_AUSGANGSTEXT:_
======

Beuckerts Verhältnis zum Verein ist entschieden pragmatisch. „Ich stehe 2001 im Pokalfinale und nicht 1968, und ich muss sehen, dass ich da so gut wie möglich rauskomme.“ Union ist für ihn ein „Arbeitgeber. Ich will meine Arbeit sauber machen.“ Seit vorigen Sommer steht er in Berlin zwischen den Pfosten. Er war es, der im Pokalhalbfinale die Elfmeter von Borussia Mönchengladbach hielt. Bis 2003 läuft der Vertrag von Beuckert, der aus Aue im Erzgebirge kommt. Dann wird der Sachse vollends unsentimental und verblüfft selbst Fabian: „Für mich ist Union nichts Besonderes. Ein Job. Außerdem behauptet jeder Klub von sich, er wäre ein Kultverein.“

Die Fans sind ganz anderer Ansicht. Rainer Ignaczak auch. Diese Saison sei für den Verein aus Berlin-Köpenick „einfach sensationell“ gelaufen. Solide Finanzierung durch die Kinowelt AG. Aufstieg in die 2. Liga. Pokalfinale gegen Schalke 04. Sicher im Europapokal, weil Schalke in der Champions League kickt. Da schließt sich ein Kreis zwischen gestern und heute.

Ignaczak war dabei, als Union Berlin den Pokal holte. Im Jahre 1968. Gegen Carl Zeiss Jena gewannen sie 2:1. Und verloren danach als Sportsmänner im Kalten Krieg haushoch. Weil Moskaus Panzer durch Prag rasselten, die Uefa Spiele zwischen Ost und West aus Sicherheitsgründen absagte und der Ostblock daraufhin mit Rückzug seiner Klubs reagierte, kamen sie zu kurz.

======

_AUFGABE 1:_ Stimmen die folgenden Aussagen mit dem Text über Union Berlin überein? Beantworte jede mit Ja oder Nein und zitiere die entscheidenden Worte des Textes wörtlich. (a) Beuckerts Vertrag bei Union läuft bis 2003. (b) Union gewann 1968 den Pokal mit 2:1 gegen Carl Zeiss Jena. (c) Für Beuckert ist Union etwas Besonderes.
_AUFGABE 2:_ Gegen welchen Gegner bestreitet Union laut dem Text über Union Berlin das Pokalfinale?
_AUFGABE 3:_ Knüpfe bitte an das Ende des Textes über Union Berlin an und schreibe ihn weiter.

_BEREITGESTELLTE EINTRÄGE:_
======

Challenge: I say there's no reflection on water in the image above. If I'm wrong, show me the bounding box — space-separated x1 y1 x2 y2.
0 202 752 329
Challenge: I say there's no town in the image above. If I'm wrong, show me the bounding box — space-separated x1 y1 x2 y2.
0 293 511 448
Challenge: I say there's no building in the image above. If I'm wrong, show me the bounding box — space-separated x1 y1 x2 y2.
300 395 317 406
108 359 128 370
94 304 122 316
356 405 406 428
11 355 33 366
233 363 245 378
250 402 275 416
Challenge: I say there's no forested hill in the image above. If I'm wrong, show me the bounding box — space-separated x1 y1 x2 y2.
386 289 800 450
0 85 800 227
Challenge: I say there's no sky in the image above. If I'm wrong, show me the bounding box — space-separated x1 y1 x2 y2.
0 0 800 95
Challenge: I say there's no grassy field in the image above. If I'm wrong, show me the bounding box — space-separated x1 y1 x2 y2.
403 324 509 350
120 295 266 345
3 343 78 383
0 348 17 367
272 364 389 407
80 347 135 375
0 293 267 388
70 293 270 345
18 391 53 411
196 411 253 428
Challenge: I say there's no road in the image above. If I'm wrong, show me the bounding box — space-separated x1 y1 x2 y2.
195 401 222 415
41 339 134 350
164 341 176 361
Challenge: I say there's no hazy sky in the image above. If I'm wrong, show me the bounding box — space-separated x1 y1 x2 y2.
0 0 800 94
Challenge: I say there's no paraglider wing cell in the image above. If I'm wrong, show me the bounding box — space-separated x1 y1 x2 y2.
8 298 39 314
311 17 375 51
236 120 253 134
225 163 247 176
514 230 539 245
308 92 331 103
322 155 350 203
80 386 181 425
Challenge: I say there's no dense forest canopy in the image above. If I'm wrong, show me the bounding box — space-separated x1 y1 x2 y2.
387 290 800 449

======

_ANTWORTFELD 1:_
(a) Ja – „Bis 2003 läuft der Vertrag von Beuckert“
(b) Ja – „Gegen Carl Zeiss Jena gewannen sie 2:1.“
(c) Nein – „Für mich ist Union nichts Besonderes.“

_ANTWORTFELD 2:_ Gegen Schalke 04.

_ANTWORTFELD 3:_
Irgendwie schien das zu Union zu passen. Zum ewigen Unterprivilegierten, der als Gegenstück zum BFC Dynamo taugte. Noch heute schimpfen Fans von Union im Internet über das „Dynamo-Pack“ und die „Stasi-Büttel“. Das Wohl und Wehe des BFC wurde in letzter Instanz von Stasi-Chef Erich Mielke bestimmt. Damals war das so: Trat der verhasste BFC Dynamo zum Freistoß an, dann krakeelten die Fans: „Die Mauer muss weg.“

Das Blatt hat sich gewendet. Mit der Teilnahme am Europacup schließen sich die Wunden der Unioner. Die Aussicht, späte Rehabilitation zu finden, versöhnt die Gebeutelten mit dem Schicksal. „Das ist unbeschreiblich, es ist wie eine späte Entschädigung“, sagt Ignaczak. Die Nerven des Torwarts wurden auch in den Neunzigern nicht geschont. Konkursdrohung, Lizenzentzug durch den DFB, knapp verpasste Aufstiege sind die Stichwörter, bei denen Ignaczak nur abwinkt.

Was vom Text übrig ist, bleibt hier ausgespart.